■ **Data for this task**:
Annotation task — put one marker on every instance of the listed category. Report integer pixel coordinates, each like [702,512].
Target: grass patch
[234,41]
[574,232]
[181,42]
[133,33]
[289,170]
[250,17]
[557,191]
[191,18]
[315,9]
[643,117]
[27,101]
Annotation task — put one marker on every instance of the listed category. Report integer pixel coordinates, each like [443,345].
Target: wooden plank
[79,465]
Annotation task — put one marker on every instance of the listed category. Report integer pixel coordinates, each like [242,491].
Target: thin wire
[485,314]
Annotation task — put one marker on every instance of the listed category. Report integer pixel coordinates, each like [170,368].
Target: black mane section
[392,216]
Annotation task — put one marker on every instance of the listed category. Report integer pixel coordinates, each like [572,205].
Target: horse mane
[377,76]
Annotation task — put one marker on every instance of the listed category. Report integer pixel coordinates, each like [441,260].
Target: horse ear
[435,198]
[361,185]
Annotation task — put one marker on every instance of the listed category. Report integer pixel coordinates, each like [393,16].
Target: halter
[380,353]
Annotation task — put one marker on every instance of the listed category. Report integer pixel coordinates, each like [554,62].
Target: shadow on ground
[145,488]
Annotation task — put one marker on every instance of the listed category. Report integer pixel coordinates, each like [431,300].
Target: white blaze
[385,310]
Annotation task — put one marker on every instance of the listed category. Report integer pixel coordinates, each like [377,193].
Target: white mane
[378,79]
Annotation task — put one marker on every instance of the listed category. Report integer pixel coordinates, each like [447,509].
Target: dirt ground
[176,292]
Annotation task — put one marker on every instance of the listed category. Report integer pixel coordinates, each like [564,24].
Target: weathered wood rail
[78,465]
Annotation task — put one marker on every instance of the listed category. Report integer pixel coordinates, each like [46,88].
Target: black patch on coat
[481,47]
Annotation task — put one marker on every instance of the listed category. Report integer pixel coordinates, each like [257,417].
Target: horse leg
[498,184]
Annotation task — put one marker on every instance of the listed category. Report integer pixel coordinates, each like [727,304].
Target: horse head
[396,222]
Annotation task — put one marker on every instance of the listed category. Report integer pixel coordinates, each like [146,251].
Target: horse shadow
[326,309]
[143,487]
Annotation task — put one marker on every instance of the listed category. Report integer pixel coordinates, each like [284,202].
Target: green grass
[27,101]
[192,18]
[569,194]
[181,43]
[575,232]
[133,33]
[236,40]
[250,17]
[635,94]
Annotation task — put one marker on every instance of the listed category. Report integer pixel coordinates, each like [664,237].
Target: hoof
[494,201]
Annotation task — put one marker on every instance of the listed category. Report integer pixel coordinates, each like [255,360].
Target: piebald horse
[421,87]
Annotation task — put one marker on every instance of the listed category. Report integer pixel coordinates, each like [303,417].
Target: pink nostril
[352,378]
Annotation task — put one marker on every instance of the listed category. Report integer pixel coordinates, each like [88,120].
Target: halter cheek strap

■ **Given exercise**: Reproduce every item above verbatim, from the first through the last.

■ **Complete answer**:
Annotation task — put one marker on every instance of the listed category. Report integer pixel coordinates, each like [702,512].
Target: grass patch
[234,41]
[574,232]
[181,42]
[133,33]
[289,170]
[250,17]
[557,191]
[191,18]
[315,9]
[643,117]
[27,101]
Annotation task — put one marker on every instance of the listed category. Report integer pixel coordinates, each like [443,345].
Target: wooden plank
[79,465]
Annotation task — put one marker on every instance of the listed category. Report integer pixel coordinates, each like [242,491].
Target: thin wire
[485,314]
Annotation task — put one marker on every instance of the listed category. Report integer pixel coordinates, each like [170,368].
Target: black mane section
[392,216]
Annotation task — put one marker on every instance of the listed category. Report integer pixel coordinates, each like [572,205].
Target: horse mane
[377,76]
Annotation task — put one marker on every instance of the listed category. Report integer pixel coordinates, each like [441,260].
Target: horse ear
[435,198]
[361,185]
Annotation task — put one marker on every instance of the listed category. Report integer pixel coordinates, each like [393,16].
Target: halter
[380,353]
Annotation task — put one marker on every instance of the listed category. Report integer pixel coordinates, each like [554,62].
Target: shadow on ground
[145,488]
Annotation task — put one marker on every instance of the listed category. Report integer pixel coordinates, each like [431,300].
Target: white blaze
[385,310]
Annotation task — put one marker on every instance of the listed category. Report integer pixel coordinates, each like [377,193].
Target: white mane
[378,79]
Annotation task — put one marker on every instance of the listed category. Report integer pixel coordinates, each like [447,509].
Target: dirt ground
[176,292]
Annotation task — put one marker on every instance of the listed category. Report integer pixel coordinates, each like [564,24].
Target: weathered wood rail
[78,465]
Annotation task — put one marker on every instance of the listed category. Report integer pixel coordinates, each like [46,88].
Target: black patch on coat
[481,47]
Annotation task — put one marker on every instance of the listed category. Report integer pixel coordinates, each like [257,417].
Target: horse leg
[498,184]
Annotation task — put one marker on every instance of the listed category. Report integer pixel coordinates, each like [727,304].
Target: horse head
[396,222]
Annotation task — put one marker on every instance of the listed category. Report integer pixel coordinates, each like [146,251].
Target: horse shadow
[326,309]
[143,487]
Annotation task — put one marker on every instance of the listed category. Report integer pixel coordinates, each like [284,202].
Target: green grass
[27,101]
[192,18]
[569,194]
[181,43]
[575,232]
[133,33]
[236,40]
[250,17]
[635,94]
Annotation task — put one marker on every instance of the listed category. Report integer pixel coordinates, each like [664,237].
Target: hoof
[494,201]
Annotation task — put one marker on every instance of the listed category. Report integer pixel coordinates, each like [255,360].
Target: piebald horse
[421,87]
Annotation task — put one marker on every instance of the listed category. Report integer pixel coordinates, each like [303,417].
Target: pink nostril
[352,378]
Annotation task — put one marker on every instance of the listed category. Report integer pixel coordinates, each like [88,120].
Target: halter cheek strap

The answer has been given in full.